(Stored data entries)
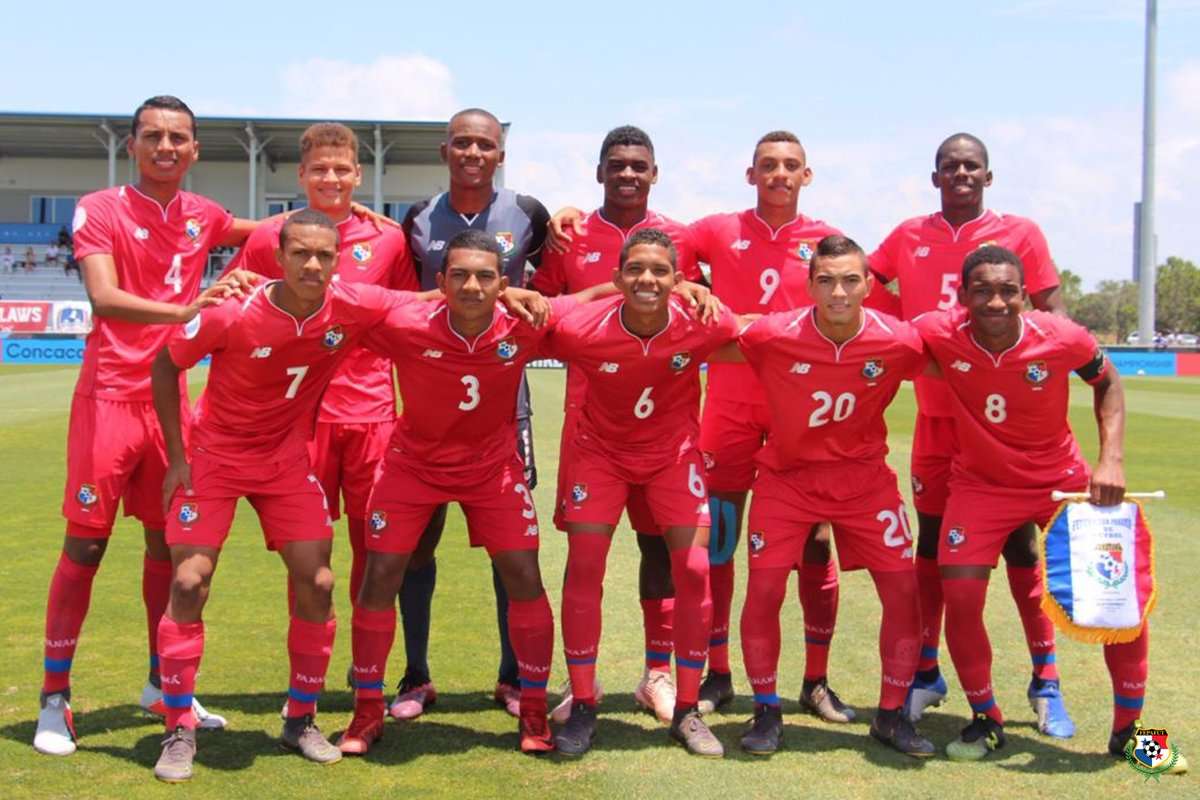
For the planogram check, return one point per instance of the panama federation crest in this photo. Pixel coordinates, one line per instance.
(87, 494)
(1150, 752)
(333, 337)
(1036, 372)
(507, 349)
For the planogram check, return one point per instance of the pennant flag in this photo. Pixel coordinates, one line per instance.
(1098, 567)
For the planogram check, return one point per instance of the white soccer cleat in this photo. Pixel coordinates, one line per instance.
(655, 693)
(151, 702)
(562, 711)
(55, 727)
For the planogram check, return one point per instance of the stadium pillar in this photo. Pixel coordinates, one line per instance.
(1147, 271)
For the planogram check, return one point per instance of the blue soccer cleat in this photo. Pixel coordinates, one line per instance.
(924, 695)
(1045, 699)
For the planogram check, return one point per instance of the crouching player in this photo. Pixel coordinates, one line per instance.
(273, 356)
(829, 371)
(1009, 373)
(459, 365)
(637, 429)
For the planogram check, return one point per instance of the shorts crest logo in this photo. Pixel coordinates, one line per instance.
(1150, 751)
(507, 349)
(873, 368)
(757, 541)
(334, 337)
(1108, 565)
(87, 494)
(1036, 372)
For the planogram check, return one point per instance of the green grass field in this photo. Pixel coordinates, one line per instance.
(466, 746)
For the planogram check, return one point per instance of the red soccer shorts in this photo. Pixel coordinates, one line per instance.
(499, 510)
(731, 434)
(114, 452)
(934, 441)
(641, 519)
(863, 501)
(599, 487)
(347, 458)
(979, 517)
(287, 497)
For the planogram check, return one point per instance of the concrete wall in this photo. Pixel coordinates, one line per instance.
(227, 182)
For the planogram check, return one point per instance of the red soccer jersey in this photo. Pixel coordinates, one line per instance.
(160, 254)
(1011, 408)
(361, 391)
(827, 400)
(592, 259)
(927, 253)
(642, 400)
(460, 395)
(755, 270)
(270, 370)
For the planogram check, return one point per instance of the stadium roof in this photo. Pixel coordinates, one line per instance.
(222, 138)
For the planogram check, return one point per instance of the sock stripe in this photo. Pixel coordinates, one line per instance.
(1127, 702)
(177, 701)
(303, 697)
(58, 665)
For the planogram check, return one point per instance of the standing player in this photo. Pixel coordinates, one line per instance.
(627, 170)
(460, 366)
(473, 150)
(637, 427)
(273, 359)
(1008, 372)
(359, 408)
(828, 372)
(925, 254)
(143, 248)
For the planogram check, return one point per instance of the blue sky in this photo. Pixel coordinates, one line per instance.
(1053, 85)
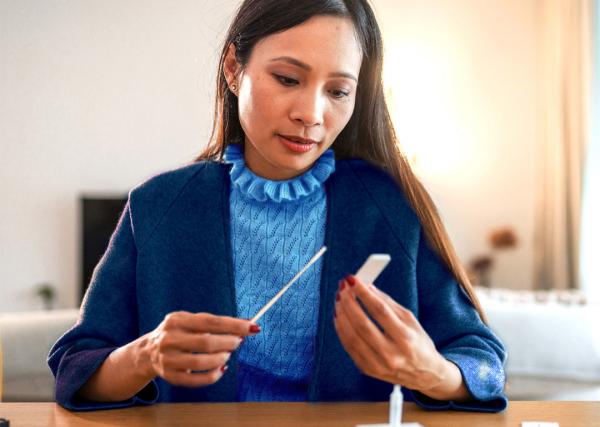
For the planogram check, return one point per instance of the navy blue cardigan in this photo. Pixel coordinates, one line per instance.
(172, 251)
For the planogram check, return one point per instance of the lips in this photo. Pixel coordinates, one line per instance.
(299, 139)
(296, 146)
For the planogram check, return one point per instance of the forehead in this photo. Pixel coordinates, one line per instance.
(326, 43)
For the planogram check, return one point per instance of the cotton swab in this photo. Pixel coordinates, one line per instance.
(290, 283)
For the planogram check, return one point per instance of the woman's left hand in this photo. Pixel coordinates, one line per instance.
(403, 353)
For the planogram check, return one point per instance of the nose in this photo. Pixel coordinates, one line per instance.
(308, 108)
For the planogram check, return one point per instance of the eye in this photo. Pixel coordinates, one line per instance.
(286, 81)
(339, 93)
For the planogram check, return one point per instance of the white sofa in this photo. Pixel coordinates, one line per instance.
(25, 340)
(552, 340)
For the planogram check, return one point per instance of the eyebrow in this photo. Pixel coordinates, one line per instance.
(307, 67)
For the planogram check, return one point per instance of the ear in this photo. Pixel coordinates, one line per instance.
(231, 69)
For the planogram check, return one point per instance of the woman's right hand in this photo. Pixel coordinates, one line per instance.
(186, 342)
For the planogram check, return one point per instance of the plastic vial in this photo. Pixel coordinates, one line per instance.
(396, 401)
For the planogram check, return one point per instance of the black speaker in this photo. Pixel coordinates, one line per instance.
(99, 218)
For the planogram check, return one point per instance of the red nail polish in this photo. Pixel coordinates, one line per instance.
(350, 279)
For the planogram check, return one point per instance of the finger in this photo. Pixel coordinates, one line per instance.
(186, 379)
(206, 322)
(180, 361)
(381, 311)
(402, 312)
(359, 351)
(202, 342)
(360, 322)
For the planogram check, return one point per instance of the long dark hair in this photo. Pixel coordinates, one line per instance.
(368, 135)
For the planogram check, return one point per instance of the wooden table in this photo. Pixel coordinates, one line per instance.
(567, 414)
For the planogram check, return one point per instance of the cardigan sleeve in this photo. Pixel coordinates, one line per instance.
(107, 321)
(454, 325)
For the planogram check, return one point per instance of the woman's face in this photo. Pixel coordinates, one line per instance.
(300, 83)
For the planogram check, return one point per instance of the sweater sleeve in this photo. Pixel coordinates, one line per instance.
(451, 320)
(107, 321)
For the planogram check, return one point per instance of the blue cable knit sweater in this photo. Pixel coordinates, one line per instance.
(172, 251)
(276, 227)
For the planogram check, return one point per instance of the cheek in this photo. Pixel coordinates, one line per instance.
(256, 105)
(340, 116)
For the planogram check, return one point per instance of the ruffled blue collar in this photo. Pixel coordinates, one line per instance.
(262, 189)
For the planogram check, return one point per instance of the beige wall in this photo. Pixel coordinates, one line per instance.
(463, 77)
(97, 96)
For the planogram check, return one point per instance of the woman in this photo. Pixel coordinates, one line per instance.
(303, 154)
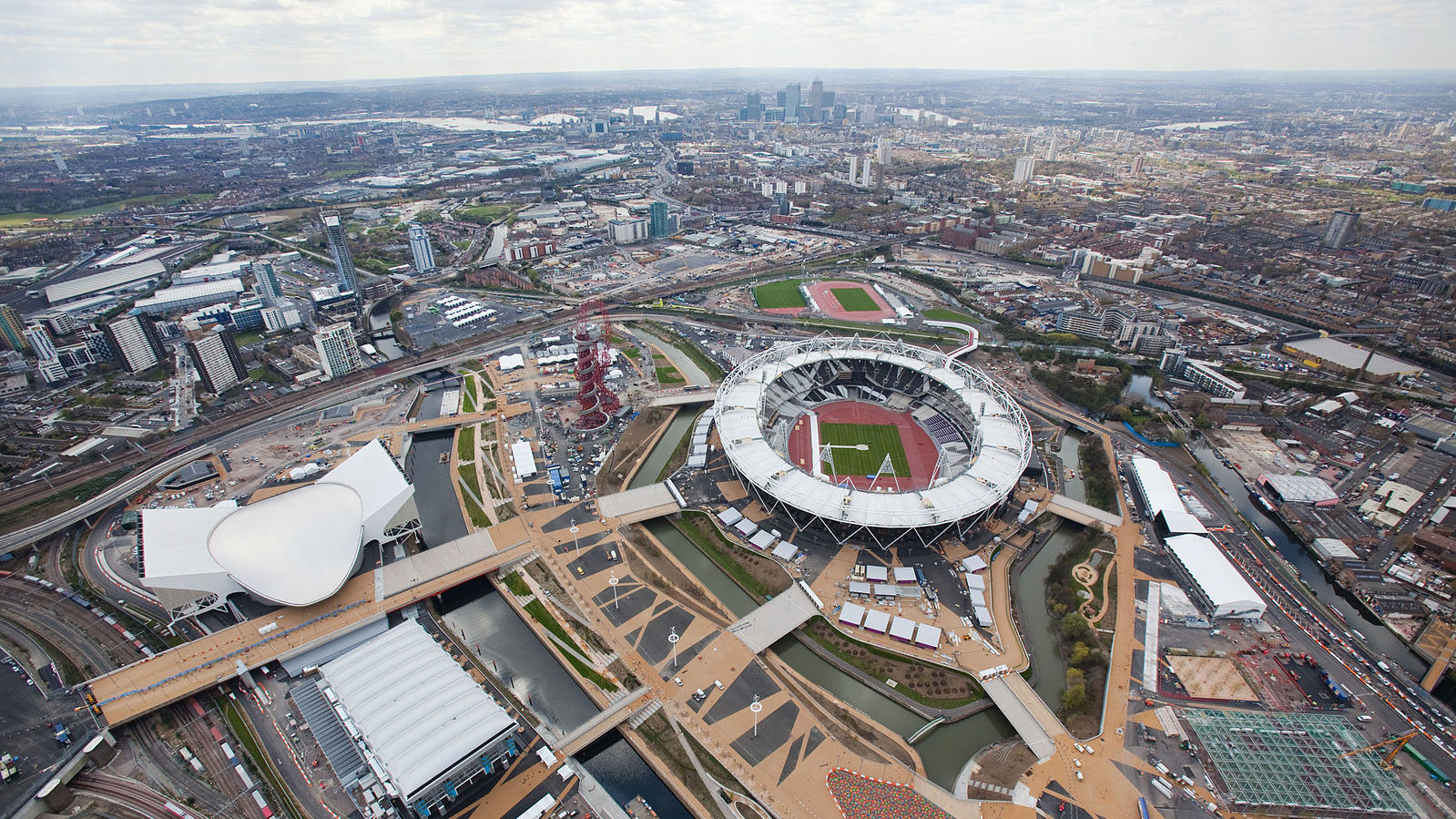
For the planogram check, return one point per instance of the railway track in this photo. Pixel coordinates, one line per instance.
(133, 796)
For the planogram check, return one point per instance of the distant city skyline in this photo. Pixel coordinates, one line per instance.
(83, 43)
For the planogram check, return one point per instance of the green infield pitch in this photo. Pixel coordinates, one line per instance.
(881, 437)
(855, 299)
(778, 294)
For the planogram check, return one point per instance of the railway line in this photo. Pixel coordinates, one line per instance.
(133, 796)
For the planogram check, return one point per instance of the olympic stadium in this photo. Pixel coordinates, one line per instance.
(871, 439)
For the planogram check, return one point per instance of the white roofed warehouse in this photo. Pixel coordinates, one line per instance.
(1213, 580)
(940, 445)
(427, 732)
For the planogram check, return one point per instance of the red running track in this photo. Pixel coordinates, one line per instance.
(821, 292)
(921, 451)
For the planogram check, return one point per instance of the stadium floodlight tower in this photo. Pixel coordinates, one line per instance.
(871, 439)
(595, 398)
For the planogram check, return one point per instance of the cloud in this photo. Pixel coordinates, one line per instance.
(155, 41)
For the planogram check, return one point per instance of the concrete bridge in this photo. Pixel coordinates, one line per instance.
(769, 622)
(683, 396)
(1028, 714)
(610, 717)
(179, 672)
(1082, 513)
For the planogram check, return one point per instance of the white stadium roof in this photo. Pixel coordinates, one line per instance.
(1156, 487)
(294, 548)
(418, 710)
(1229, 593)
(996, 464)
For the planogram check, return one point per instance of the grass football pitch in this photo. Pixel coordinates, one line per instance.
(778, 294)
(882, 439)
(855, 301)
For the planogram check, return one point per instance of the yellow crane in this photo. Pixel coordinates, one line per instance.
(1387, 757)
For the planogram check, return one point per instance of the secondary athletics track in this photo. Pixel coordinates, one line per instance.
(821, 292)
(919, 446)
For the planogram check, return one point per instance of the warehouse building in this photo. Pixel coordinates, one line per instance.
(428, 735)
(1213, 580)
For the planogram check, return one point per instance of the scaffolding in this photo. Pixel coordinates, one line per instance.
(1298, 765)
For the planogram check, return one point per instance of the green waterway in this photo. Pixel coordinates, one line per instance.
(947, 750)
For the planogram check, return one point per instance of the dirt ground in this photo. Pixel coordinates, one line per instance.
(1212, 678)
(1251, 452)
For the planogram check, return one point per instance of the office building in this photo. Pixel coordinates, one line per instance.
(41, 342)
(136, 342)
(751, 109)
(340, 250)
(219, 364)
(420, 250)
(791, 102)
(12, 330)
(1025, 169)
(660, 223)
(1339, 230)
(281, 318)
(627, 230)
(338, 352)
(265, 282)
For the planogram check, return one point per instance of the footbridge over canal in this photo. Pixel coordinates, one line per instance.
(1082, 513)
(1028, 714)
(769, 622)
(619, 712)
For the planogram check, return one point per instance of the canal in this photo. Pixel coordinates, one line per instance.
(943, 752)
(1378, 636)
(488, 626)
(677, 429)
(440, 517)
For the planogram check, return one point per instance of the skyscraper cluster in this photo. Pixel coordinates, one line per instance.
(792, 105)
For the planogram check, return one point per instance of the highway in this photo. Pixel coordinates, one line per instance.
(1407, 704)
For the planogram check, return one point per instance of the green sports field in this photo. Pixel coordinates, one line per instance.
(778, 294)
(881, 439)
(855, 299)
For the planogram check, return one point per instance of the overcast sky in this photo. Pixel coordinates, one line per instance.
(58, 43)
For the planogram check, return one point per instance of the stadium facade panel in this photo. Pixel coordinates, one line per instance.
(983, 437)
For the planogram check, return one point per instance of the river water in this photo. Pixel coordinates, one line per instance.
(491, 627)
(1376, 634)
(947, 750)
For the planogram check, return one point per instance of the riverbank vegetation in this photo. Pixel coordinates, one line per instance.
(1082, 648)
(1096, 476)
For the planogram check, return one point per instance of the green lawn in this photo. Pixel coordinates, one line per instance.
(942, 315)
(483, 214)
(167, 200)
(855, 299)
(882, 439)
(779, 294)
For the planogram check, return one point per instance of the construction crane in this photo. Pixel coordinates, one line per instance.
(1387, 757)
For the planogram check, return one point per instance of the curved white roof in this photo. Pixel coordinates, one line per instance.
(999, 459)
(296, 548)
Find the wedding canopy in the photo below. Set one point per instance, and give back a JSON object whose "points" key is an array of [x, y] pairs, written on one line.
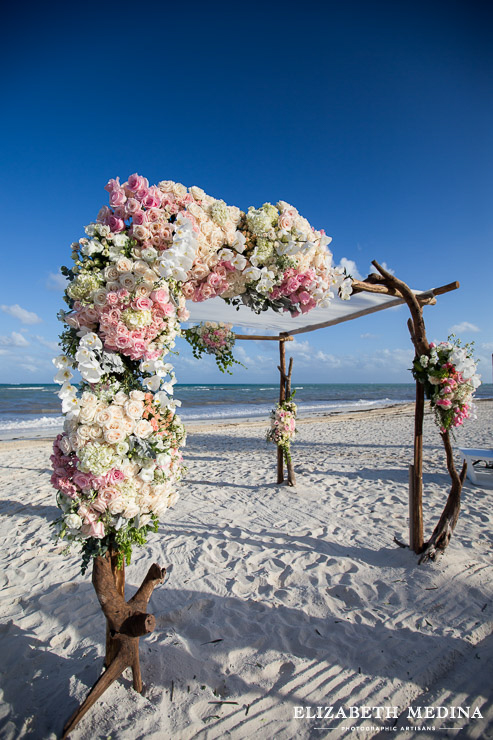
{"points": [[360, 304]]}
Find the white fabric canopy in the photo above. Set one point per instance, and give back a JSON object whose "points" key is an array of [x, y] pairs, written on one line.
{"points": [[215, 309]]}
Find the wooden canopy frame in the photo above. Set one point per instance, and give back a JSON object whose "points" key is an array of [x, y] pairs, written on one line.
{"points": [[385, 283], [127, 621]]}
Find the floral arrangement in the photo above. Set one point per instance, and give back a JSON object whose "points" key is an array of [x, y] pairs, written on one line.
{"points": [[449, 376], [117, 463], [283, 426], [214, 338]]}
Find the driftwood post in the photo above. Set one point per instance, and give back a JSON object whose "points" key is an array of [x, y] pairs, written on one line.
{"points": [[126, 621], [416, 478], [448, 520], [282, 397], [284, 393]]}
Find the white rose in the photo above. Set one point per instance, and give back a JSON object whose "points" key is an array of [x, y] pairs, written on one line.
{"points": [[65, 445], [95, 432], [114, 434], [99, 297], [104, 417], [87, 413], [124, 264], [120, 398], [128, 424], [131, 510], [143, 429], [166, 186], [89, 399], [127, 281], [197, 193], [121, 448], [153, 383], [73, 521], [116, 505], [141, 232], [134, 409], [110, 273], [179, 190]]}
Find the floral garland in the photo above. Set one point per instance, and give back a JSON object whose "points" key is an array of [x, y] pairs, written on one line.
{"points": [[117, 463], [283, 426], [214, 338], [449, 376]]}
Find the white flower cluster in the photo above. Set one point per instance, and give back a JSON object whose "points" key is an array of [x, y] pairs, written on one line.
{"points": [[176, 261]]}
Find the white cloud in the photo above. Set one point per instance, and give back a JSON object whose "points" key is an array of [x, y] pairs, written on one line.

_ASSIGNMENT:_
The answer should hold the lines from the one containing "Find the white flower" through the end of the entries above, set down exactly, with both ends included.

_OUTPUT OF THE TASK:_
Find the white flower cluster in the photo above. Set one point per instance, and give back a JSON object whose "points" key is an array of [x, y] pairs, written on one line.
{"points": [[176, 261]]}
Find the white cloud in the photo above. Set one point per instance, and give back a JSON object whose "points" key is an array of [x, y] pairs, written on one line.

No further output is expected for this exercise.